# [Document segment]
Coronavirus latest: Earnings show stark divide in corporate winners and losers

Coronavirus latest: Earnings show stark divide in corporate winners and losers

Corporate round-up: companies count the costs of Covid-19

Barclays added a further £1.6bn to its reserves for bad loans in the second quarter, adding clarity to the scale of the damage coronavirus could wreak on Britain’s banks.

Credit impairment charges more than tripled from £408m in the same period last year, as strict global lockdowns to slow the spread of Covid-19 caused historic plunges in economic growth. The impact was worse than the £1.4bn analysts had forecast.
The charge helped depress net profit 91 per cent to £90m in the period, half the £180m expected by analysts. Profit before tax similarly fell 76 per cent to £359m, missing the £491m average forecast.

Heathrow Airport reported a £1.1bn pre-tax loss for the first half of the year, with passenger numbers down 96 per cent in the second quarter. Even on a prettified adjusted basis, the pre-tax loss was £471m, down from a £153m profit for the same time last year. The airport also said the opening of the much-disputed third runway would be delayed by at least two years because of the crisis and an appeals process.

Medical devices maker Smith & Nephew missed analysts’ earnings forecasts as its business continued to suffer as hospitals delayed elective surgeries to focus on the health crisis wrought by coronavirus.

The group, which makes devices for hip and knee replacements, reported a trading profit for the six months to June of $172m, compared with analysts’ expectations of $225m. Smith & Nephew’s sales also fell 19 per cent on an underlying basis.

Oil producer Tullow Oil said it would probably take impairment charges of up to $1.7bn in its forthcoming half-year results, as it lowered its outlook for fuel prices. The group, which has net debt worth almost six times its stock market capitalisation, has now followed larger rivals such as Royal Dutch Shell and BP in downgrading its expectations for oil prices.

Hungarian budget airline Wizz Air reported a €108m net loss for the three months to June 30, compared with a net profit of €72m the same time last year. The group, which restarted flights in May, said it was now flying at about 70 per cent of its capacity, compared with just 11.5 per cent in the first quarter of the year. Chief executive József Váradi argued, in a statement alongside the quarterly update, that Wizz Air’s young fleet and low costs made the business “best positioned to double down on the opportunities that present themselves,” and “emerge as a structural winner post-Covid-19.”

FTSE 100 housebuilder Taylor Wimpey’s revenues fell by half during the first six months of the year, dragging it to a £40m loss — a fall in profits of more than £300m from last year. Site closures and socially-distanced construction mean the builder expects to deliver around 40 per cent less completions this year, with a significant impact on revenues and margins and some knock-on impact next year.

Food producer Premier Foods reported a boost from lockdowns and increased supermarket shopping, however. The group said sales rose 22.5 per cent in its most recent quarter, compared with the same time last year. “As expected, we continued to see strong demand for our grocery brands,” chief executive Alex Whitehouse said, “with consumers eating the vast majority of their meals at home.”

# [Data shown]
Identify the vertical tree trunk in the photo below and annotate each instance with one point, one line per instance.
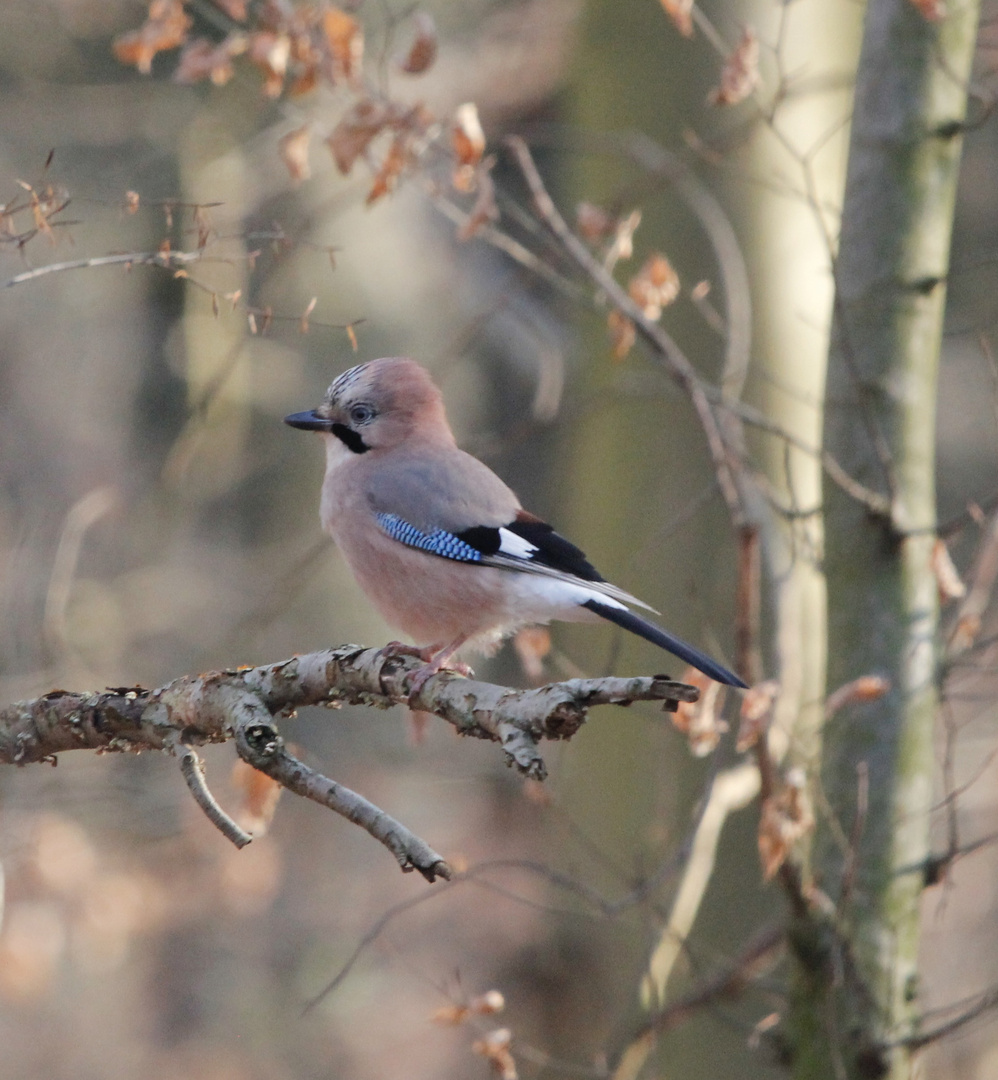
(911, 102)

# [What is required]
According to the coronavirus earnings round-up, by how much did passenger numbers at Heathrow Airport fall in the second quarter? None of the data is needed here.

# [The answer]
They fell by 96 per cent.